Search the entries for the word "sandy". Copy every line that holds it.

[Records from a data source]
##############################
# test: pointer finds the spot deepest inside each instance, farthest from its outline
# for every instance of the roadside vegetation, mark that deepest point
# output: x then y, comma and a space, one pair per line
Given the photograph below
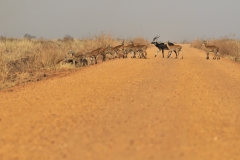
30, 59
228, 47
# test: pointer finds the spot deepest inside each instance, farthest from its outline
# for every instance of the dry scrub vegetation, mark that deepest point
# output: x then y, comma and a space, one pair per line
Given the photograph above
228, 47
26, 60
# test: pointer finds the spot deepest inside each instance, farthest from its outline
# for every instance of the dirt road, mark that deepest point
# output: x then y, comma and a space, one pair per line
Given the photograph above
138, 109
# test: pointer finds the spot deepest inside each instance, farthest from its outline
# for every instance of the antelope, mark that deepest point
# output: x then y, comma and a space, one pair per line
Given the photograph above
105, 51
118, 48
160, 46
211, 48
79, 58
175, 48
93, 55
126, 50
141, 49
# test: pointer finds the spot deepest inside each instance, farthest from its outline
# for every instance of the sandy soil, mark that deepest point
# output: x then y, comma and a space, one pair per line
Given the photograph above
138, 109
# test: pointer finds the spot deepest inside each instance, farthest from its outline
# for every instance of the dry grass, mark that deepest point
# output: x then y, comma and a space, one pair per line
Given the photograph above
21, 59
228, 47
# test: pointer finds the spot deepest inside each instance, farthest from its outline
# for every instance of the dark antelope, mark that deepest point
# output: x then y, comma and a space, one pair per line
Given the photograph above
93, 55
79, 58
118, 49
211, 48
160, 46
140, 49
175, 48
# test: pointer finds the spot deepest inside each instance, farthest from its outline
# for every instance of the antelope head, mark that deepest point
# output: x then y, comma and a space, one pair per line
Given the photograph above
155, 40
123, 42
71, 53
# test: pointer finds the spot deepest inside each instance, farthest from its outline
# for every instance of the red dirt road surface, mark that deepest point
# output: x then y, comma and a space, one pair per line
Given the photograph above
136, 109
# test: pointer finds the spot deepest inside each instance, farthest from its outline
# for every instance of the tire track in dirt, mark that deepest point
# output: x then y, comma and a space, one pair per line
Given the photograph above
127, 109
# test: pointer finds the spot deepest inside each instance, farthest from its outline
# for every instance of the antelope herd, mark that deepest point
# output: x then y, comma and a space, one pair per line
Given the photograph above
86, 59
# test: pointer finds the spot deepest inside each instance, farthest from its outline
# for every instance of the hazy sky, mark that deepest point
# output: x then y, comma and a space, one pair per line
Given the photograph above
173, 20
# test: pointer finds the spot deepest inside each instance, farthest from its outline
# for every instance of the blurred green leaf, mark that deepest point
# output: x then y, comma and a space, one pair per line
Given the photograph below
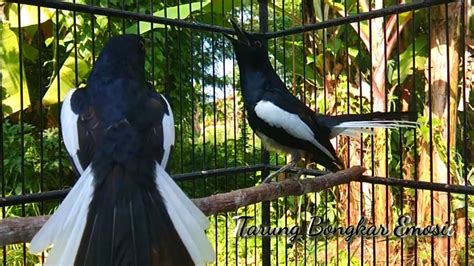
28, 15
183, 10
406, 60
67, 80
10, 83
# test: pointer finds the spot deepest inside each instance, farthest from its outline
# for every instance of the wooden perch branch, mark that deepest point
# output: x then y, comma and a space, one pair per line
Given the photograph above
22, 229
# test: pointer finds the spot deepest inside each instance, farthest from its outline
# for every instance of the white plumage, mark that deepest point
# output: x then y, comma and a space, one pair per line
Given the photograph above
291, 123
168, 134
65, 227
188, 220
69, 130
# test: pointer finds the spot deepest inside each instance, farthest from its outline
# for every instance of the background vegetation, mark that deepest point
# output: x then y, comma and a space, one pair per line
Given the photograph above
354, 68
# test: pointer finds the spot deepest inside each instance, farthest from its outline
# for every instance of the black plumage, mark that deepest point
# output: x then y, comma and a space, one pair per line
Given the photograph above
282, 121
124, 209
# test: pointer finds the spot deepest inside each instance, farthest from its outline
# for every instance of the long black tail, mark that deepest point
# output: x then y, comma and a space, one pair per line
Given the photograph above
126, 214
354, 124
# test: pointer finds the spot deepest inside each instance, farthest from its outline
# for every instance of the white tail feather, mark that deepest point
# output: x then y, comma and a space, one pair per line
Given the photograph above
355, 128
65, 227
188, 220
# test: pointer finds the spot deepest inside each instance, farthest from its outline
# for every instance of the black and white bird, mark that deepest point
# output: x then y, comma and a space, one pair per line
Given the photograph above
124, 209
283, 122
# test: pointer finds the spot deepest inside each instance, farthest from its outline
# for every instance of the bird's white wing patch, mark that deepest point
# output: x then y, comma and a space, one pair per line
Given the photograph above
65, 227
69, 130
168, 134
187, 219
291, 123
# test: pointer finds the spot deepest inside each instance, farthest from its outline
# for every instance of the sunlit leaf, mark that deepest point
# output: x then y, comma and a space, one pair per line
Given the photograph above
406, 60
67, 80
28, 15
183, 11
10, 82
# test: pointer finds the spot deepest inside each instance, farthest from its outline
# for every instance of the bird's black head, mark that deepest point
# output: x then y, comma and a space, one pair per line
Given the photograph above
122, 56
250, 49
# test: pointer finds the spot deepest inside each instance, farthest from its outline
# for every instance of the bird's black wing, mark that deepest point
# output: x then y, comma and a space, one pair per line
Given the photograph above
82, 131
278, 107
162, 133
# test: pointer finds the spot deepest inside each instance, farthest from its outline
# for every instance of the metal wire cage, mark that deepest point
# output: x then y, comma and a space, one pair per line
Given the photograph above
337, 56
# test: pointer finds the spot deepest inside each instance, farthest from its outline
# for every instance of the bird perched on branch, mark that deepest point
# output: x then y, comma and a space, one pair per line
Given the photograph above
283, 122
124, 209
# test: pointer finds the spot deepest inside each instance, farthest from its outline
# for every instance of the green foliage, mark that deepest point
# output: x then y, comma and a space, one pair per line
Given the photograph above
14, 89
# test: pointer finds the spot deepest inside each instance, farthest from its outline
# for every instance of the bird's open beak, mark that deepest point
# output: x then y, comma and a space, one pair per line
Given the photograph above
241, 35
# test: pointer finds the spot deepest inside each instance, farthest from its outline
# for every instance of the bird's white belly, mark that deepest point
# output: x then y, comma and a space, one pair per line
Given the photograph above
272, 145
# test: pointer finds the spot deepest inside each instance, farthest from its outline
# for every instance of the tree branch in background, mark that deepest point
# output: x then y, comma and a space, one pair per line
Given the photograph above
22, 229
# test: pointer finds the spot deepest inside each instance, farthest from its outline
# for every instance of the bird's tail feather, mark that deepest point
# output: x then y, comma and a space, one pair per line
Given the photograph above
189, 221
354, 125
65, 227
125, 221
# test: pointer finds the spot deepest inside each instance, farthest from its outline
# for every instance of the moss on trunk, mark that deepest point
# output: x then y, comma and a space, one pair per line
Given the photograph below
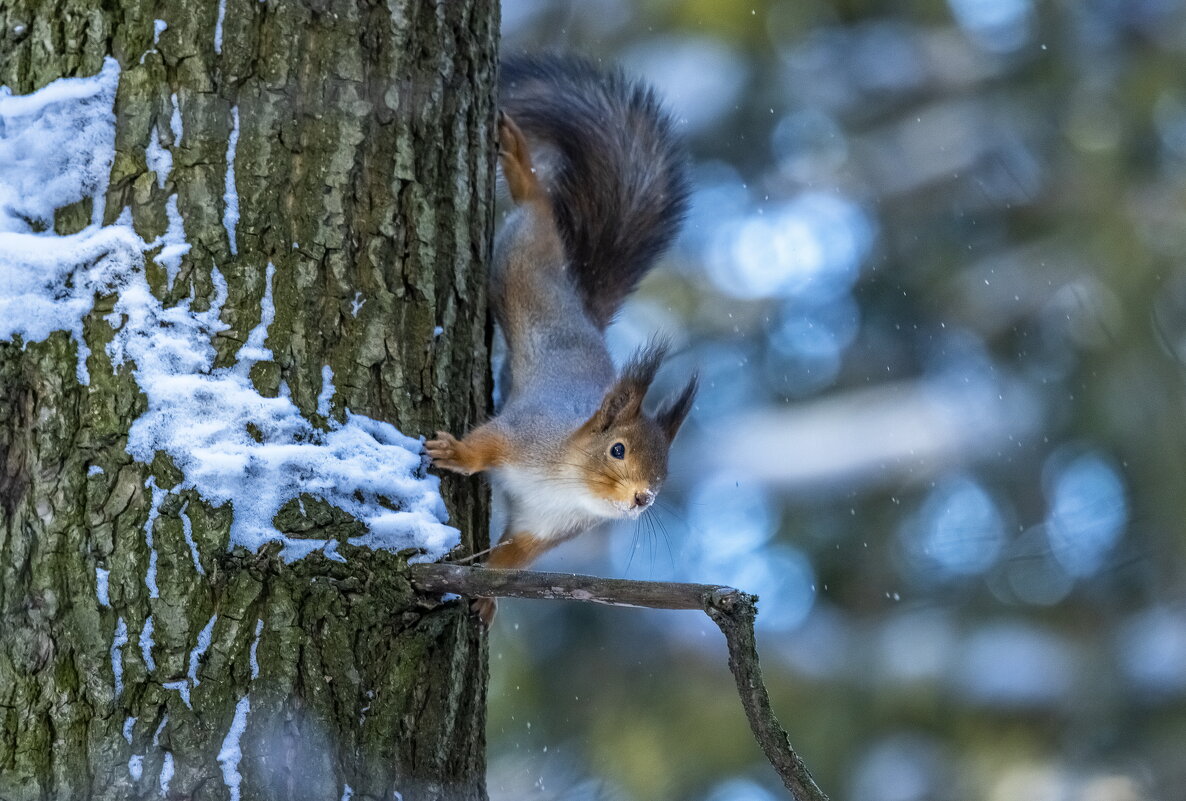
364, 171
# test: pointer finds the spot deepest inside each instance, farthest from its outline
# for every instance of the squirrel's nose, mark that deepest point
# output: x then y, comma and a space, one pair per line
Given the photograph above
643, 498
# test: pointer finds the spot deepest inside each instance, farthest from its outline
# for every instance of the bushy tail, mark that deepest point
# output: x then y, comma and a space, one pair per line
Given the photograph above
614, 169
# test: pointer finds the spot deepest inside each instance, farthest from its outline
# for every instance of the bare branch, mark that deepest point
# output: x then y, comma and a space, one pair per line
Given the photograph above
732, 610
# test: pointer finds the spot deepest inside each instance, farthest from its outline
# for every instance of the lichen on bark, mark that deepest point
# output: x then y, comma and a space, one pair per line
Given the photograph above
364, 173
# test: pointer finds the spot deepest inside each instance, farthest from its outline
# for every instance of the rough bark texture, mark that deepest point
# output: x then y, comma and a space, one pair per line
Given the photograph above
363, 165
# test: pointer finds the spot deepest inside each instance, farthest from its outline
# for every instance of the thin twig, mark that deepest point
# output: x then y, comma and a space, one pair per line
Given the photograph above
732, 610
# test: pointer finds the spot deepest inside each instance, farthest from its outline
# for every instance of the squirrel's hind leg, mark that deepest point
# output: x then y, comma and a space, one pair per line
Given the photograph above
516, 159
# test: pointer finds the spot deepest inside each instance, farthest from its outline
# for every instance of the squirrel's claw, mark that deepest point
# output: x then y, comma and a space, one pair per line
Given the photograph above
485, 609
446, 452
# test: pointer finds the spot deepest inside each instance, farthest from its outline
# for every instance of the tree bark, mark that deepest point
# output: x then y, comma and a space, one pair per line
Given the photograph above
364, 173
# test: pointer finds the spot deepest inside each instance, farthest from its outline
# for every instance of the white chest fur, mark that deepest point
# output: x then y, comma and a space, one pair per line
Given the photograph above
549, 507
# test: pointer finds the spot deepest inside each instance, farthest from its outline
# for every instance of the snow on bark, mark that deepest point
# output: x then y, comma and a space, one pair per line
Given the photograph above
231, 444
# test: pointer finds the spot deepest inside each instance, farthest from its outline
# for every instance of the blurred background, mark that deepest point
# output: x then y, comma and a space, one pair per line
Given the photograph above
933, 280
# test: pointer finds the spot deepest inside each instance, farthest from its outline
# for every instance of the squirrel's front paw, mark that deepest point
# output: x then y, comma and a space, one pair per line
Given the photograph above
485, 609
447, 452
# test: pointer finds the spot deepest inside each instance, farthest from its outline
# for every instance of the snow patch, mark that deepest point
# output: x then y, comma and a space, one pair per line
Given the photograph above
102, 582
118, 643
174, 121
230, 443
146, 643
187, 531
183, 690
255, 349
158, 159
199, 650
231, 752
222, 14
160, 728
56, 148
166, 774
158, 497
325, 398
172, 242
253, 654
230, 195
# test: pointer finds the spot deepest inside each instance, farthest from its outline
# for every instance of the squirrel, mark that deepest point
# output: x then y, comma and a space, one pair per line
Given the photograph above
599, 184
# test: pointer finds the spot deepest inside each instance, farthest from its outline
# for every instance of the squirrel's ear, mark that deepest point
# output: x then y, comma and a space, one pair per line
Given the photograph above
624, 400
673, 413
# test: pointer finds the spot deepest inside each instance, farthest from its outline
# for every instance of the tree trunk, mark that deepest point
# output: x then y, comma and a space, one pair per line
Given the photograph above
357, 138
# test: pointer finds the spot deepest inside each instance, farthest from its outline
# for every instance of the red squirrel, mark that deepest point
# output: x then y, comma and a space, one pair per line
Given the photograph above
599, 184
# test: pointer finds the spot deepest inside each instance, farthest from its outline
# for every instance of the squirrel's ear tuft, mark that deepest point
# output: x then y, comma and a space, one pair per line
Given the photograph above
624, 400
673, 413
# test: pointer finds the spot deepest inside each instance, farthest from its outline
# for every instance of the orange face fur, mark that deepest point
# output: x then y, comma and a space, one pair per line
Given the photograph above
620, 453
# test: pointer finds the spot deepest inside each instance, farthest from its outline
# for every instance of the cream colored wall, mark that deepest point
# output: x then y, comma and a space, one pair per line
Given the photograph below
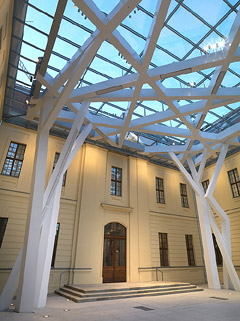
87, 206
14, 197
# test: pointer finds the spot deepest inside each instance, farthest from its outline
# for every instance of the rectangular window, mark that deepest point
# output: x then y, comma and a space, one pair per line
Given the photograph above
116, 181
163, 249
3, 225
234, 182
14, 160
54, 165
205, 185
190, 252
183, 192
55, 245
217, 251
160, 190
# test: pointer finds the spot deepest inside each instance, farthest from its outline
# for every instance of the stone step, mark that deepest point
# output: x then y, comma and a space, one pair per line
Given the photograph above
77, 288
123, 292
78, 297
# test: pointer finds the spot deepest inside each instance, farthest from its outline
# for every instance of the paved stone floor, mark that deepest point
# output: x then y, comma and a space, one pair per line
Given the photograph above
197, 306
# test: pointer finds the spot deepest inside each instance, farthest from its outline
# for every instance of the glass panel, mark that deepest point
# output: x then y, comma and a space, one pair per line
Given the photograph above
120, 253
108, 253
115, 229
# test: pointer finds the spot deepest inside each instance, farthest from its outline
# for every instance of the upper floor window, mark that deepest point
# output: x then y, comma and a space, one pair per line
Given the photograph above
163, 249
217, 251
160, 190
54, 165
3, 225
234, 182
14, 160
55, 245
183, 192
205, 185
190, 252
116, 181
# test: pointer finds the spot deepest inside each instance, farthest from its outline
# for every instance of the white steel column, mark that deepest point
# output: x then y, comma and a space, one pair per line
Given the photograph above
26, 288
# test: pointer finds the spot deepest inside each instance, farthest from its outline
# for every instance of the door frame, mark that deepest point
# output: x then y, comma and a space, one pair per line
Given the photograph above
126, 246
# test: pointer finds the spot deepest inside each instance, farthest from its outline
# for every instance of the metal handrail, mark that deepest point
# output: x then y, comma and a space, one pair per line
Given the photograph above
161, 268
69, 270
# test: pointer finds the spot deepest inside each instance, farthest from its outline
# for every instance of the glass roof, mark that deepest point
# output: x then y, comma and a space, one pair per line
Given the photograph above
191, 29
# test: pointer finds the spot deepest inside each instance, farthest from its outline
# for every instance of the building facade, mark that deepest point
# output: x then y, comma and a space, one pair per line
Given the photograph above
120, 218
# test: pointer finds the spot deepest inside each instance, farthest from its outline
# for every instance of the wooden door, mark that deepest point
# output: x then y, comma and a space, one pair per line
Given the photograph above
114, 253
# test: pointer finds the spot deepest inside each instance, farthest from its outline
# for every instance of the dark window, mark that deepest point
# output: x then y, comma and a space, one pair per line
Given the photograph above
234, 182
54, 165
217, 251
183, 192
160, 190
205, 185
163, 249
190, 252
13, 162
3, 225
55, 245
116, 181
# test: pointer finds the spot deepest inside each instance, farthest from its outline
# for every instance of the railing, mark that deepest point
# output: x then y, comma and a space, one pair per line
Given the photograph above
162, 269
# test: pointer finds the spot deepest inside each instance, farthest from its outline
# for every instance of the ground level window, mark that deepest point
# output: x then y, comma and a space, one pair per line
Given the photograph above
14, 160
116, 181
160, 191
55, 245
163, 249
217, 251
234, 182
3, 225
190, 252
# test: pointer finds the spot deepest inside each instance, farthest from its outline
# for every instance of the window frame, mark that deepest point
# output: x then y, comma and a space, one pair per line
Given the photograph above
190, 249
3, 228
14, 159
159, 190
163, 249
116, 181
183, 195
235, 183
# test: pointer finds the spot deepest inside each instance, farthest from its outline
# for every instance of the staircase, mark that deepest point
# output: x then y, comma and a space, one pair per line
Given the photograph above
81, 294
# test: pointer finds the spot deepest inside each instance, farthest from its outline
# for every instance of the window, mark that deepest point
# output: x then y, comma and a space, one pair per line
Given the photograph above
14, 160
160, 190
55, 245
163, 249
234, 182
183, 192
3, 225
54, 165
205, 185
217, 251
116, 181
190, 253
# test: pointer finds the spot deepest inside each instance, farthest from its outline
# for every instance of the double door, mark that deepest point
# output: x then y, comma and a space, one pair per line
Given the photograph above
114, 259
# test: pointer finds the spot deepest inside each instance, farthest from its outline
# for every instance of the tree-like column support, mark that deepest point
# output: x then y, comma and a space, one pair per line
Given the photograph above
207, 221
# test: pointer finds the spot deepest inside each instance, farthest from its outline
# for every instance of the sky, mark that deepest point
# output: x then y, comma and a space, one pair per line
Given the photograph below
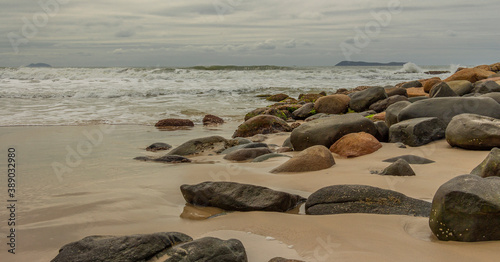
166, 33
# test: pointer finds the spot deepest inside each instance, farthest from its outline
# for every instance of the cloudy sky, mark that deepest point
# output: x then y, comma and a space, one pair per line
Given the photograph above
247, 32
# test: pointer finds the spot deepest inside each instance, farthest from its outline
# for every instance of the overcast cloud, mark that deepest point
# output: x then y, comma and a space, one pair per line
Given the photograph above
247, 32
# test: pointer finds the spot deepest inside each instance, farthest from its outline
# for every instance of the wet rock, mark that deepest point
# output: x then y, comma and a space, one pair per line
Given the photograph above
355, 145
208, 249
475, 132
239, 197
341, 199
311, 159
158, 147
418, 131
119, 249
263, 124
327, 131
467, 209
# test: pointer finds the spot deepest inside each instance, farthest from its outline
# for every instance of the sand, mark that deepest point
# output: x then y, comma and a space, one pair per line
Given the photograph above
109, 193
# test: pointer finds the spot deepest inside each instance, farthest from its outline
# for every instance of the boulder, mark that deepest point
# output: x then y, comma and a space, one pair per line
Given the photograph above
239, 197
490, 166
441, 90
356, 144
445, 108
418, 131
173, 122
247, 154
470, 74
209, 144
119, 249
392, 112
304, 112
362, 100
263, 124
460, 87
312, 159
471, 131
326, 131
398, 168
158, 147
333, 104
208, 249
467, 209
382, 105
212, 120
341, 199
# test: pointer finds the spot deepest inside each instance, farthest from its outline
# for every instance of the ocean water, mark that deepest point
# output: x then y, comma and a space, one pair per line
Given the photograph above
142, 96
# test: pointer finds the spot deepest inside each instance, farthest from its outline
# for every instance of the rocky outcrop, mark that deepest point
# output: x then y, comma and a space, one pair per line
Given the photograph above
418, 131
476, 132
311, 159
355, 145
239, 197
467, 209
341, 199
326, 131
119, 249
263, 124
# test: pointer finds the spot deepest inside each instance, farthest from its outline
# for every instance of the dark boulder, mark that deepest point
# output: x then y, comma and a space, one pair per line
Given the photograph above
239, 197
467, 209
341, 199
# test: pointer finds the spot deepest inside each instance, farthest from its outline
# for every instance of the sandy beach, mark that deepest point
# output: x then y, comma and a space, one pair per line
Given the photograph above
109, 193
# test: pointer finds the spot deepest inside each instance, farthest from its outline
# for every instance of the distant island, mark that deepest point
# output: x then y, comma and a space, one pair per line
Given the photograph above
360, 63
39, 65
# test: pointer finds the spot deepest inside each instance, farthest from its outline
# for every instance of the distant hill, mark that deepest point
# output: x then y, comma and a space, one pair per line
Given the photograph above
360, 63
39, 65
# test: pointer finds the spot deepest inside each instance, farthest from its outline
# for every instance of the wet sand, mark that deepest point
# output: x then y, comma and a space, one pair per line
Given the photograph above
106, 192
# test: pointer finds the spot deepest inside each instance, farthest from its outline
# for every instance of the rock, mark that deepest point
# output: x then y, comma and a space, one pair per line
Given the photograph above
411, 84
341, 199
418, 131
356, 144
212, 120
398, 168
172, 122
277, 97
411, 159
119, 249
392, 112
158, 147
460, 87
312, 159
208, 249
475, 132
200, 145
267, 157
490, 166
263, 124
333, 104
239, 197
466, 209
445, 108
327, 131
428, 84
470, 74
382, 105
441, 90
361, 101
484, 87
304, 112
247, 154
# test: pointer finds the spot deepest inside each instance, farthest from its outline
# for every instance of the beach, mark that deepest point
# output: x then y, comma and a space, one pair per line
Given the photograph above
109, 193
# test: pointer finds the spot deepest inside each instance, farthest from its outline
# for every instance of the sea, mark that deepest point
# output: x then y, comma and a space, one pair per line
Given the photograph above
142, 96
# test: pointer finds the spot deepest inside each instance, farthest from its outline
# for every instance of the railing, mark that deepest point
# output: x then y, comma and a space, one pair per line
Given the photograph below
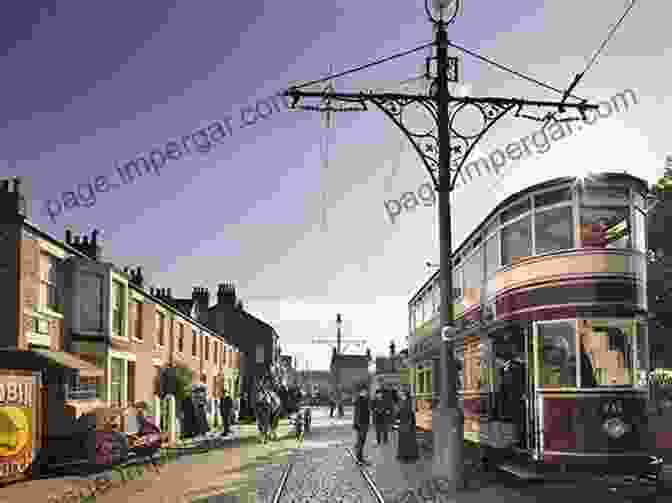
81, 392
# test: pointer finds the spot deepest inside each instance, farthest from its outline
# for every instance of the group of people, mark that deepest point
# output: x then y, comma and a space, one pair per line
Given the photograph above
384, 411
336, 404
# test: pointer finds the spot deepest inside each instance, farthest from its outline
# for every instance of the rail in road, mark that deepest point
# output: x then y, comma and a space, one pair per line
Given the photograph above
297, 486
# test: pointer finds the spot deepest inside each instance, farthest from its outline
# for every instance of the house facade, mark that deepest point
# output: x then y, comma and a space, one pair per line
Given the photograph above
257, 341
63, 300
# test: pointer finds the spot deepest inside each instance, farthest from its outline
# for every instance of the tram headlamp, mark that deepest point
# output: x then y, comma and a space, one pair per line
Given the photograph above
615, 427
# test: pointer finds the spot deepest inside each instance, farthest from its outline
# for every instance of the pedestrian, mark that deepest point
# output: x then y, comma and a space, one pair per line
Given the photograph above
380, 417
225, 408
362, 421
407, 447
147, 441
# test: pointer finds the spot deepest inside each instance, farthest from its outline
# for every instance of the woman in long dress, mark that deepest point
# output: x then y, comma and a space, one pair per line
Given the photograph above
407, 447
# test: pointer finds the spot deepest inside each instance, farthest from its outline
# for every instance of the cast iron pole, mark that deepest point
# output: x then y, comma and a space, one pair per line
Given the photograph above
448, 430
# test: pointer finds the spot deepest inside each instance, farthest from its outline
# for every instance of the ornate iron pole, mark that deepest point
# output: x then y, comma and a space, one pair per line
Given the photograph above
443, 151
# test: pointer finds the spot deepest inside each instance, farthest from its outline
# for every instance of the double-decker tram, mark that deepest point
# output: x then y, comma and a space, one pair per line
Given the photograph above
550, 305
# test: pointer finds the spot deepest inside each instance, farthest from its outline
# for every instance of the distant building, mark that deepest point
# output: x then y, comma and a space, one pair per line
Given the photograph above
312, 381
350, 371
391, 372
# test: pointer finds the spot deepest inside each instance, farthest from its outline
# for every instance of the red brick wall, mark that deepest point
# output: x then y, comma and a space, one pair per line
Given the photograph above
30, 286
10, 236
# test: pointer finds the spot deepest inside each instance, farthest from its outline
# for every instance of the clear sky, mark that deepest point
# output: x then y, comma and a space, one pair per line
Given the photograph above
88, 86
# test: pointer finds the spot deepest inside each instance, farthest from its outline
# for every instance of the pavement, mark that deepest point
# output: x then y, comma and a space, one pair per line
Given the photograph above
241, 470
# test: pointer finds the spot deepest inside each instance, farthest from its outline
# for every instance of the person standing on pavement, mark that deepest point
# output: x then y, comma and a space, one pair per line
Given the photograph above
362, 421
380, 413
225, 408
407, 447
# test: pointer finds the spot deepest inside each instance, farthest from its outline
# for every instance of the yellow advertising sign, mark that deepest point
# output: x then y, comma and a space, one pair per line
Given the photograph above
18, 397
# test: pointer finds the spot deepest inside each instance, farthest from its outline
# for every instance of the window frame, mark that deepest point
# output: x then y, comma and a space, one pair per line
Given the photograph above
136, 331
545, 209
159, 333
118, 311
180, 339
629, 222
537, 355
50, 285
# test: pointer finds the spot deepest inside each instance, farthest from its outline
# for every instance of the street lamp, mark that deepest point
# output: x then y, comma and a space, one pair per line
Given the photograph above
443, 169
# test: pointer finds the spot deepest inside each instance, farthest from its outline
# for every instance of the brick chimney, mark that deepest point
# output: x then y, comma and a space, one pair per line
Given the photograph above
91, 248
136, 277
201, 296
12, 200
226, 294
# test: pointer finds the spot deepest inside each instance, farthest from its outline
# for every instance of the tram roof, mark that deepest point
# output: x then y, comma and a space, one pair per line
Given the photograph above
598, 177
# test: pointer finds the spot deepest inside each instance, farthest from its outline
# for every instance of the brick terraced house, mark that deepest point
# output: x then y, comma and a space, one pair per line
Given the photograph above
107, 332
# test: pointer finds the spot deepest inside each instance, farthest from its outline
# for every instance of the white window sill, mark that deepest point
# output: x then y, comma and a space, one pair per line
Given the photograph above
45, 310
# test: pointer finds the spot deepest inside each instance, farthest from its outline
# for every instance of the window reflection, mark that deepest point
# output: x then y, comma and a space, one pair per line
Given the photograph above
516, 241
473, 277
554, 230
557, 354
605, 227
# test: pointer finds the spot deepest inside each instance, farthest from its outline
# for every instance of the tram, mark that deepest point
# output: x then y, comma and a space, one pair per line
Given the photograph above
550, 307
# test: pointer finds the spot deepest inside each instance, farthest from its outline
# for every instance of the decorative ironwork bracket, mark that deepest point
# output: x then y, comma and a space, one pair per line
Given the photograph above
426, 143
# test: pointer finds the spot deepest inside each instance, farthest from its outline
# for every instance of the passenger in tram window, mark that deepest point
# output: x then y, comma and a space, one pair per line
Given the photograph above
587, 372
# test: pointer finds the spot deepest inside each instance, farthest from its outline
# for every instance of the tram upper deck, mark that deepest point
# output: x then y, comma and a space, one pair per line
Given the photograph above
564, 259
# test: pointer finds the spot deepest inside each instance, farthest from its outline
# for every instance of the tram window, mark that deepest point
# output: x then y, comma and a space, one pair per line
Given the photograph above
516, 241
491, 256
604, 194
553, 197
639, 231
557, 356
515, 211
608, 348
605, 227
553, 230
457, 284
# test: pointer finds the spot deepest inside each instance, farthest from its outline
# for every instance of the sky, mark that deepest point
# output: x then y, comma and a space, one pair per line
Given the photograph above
##############################
Expected output:
# for every instance of the sandy soil, mark that deepest point
# for every instance of the sandy beach, mark that deepest point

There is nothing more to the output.